STATED TASK
Echo every line of the records below word for word, leaving out the pictures.

Object point labels
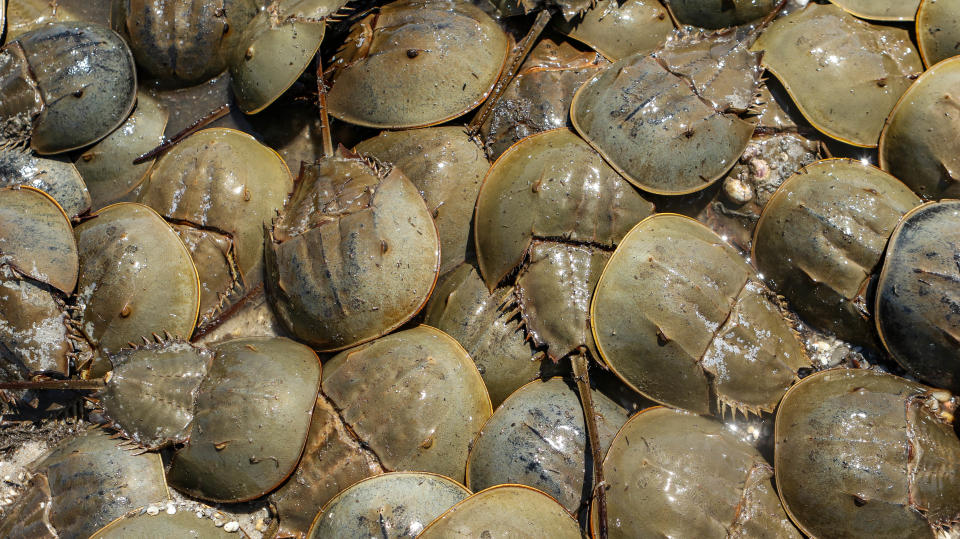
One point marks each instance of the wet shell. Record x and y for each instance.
(185, 42)
(354, 254)
(553, 208)
(617, 28)
(422, 379)
(674, 474)
(253, 411)
(505, 511)
(86, 81)
(918, 294)
(704, 82)
(919, 143)
(821, 238)
(538, 98)
(416, 63)
(485, 324)
(182, 523)
(680, 316)
(716, 14)
(84, 483)
(107, 167)
(136, 278)
(845, 75)
(938, 30)
(392, 505)
(881, 10)
(225, 186)
(538, 438)
(53, 175)
(447, 167)
(864, 454)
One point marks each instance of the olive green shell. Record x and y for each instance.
(229, 186)
(821, 238)
(354, 254)
(938, 30)
(538, 98)
(36, 238)
(150, 396)
(425, 381)
(845, 74)
(616, 28)
(485, 324)
(716, 14)
(671, 122)
(53, 175)
(136, 278)
(505, 511)
(107, 167)
(288, 29)
(416, 63)
(918, 294)
(86, 79)
(675, 474)
(919, 143)
(681, 317)
(389, 506)
(550, 186)
(25, 15)
(537, 438)
(38, 268)
(184, 42)
(447, 167)
(419, 378)
(881, 10)
(81, 485)
(864, 454)
(253, 412)
(182, 523)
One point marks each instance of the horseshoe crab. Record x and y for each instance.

THE ANSWER
One point marks each instance of the wet shell. Record x and y for each instance.
(185, 42)
(354, 254)
(553, 208)
(617, 28)
(422, 379)
(674, 474)
(253, 411)
(505, 511)
(86, 81)
(918, 294)
(704, 82)
(919, 143)
(821, 238)
(538, 98)
(416, 63)
(485, 324)
(182, 523)
(680, 316)
(716, 14)
(84, 483)
(107, 167)
(136, 278)
(845, 75)
(938, 30)
(392, 505)
(881, 10)
(225, 186)
(538, 438)
(53, 175)
(447, 167)
(864, 454)
One point marks each instance of the olive green shell. Record x and y for each instance.
(229, 186)
(821, 238)
(354, 254)
(938, 30)
(538, 98)
(36, 238)
(150, 396)
(425, 381)
(845, 74)
(616, 28)
(485, 324)
(716, 14)
(671, 122)
(53, 175)
(136, 278)
(505, 511)
(107, 167)
(288, 29)
(416, 63)
(918, 294)
(86, 79)
(675, 474)
(919, 143)
(681, 317)
(389, 506)
(550, 186)
(25, 15)
(537, 438)
(38, 268)
(184, 42)
(447, 167)
(419, 378)
(881, 10)
(81, 485)
(864, 454)
(253, 412)
(182, 523)
One point marks each instance of the horseshoe crab. Record x and y for each instance.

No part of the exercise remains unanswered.